List every line of the data that contains the string "plank", matching case exactly.

- _Materials provided_:
++++++++++++++++++++

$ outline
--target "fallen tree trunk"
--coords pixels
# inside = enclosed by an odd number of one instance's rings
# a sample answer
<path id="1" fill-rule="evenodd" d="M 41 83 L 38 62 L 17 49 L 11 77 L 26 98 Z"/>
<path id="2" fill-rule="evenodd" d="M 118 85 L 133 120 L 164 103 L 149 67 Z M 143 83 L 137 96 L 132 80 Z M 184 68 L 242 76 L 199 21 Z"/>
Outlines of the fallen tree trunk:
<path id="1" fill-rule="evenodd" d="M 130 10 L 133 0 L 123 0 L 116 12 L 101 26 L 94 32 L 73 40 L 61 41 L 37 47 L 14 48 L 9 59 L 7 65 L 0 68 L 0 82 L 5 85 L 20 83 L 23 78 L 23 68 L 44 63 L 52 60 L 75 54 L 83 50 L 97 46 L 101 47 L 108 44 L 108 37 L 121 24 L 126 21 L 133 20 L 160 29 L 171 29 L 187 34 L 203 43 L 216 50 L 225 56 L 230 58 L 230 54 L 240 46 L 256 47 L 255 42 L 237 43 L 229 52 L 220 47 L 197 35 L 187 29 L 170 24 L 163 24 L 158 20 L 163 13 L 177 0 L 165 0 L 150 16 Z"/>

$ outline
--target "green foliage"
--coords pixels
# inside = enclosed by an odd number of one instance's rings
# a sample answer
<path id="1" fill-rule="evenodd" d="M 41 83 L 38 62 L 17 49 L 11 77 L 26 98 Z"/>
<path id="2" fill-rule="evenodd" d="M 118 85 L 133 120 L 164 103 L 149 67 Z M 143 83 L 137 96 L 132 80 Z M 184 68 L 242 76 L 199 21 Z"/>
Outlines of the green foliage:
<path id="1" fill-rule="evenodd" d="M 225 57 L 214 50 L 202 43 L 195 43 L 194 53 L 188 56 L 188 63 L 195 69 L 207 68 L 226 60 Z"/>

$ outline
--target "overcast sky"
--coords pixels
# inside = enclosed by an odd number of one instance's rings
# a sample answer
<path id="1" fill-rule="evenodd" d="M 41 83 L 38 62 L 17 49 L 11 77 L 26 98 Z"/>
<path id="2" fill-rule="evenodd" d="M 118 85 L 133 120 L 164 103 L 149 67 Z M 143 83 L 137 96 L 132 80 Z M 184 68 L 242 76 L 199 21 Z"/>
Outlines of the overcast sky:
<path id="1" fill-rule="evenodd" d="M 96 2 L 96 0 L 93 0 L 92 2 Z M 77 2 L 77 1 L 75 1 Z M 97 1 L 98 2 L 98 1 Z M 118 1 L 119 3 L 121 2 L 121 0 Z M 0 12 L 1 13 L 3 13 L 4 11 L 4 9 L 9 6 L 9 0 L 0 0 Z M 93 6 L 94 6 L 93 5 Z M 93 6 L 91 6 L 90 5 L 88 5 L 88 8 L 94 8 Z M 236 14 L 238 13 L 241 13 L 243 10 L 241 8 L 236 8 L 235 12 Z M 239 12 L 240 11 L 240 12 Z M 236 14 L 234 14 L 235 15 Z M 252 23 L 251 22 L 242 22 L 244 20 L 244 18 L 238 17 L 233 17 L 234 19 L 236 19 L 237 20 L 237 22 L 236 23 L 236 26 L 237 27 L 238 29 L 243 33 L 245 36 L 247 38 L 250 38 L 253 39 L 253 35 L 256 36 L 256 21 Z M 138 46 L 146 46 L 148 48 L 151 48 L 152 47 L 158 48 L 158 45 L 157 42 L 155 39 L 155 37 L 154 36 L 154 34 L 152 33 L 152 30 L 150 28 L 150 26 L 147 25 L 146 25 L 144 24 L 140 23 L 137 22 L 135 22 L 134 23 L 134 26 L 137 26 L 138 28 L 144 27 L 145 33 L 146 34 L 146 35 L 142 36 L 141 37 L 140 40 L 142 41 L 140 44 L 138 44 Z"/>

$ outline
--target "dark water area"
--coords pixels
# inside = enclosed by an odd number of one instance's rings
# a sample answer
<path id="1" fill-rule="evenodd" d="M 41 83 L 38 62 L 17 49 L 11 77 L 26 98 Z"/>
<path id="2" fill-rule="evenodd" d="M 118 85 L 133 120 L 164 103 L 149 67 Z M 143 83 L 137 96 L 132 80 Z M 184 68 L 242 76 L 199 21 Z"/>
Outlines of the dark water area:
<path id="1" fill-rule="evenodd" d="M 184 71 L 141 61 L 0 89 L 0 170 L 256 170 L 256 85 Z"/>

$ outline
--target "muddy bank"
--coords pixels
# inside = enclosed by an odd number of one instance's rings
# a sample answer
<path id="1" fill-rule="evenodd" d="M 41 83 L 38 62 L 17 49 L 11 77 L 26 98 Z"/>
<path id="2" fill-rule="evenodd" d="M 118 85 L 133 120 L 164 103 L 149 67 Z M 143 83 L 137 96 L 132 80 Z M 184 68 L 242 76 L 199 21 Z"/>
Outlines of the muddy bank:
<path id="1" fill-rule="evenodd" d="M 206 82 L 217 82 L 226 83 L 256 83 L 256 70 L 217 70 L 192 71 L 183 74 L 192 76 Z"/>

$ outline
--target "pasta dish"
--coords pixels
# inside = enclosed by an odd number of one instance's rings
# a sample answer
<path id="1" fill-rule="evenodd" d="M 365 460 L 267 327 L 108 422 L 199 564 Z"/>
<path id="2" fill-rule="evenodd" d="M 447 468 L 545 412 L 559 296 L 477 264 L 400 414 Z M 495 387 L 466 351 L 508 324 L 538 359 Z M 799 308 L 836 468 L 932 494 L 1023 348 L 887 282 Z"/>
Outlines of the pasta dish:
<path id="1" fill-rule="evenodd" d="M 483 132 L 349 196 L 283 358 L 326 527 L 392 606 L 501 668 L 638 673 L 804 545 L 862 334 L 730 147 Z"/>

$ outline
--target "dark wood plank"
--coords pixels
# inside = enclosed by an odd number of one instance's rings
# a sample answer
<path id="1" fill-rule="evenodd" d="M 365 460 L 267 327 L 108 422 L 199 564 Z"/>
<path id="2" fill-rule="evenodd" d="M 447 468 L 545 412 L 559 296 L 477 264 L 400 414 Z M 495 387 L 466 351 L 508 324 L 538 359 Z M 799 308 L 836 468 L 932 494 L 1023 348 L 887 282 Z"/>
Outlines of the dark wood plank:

++++++++++++++++++++

- _Exercise output_:
--target "dark wood plank"
Outlines of the dark wood plank:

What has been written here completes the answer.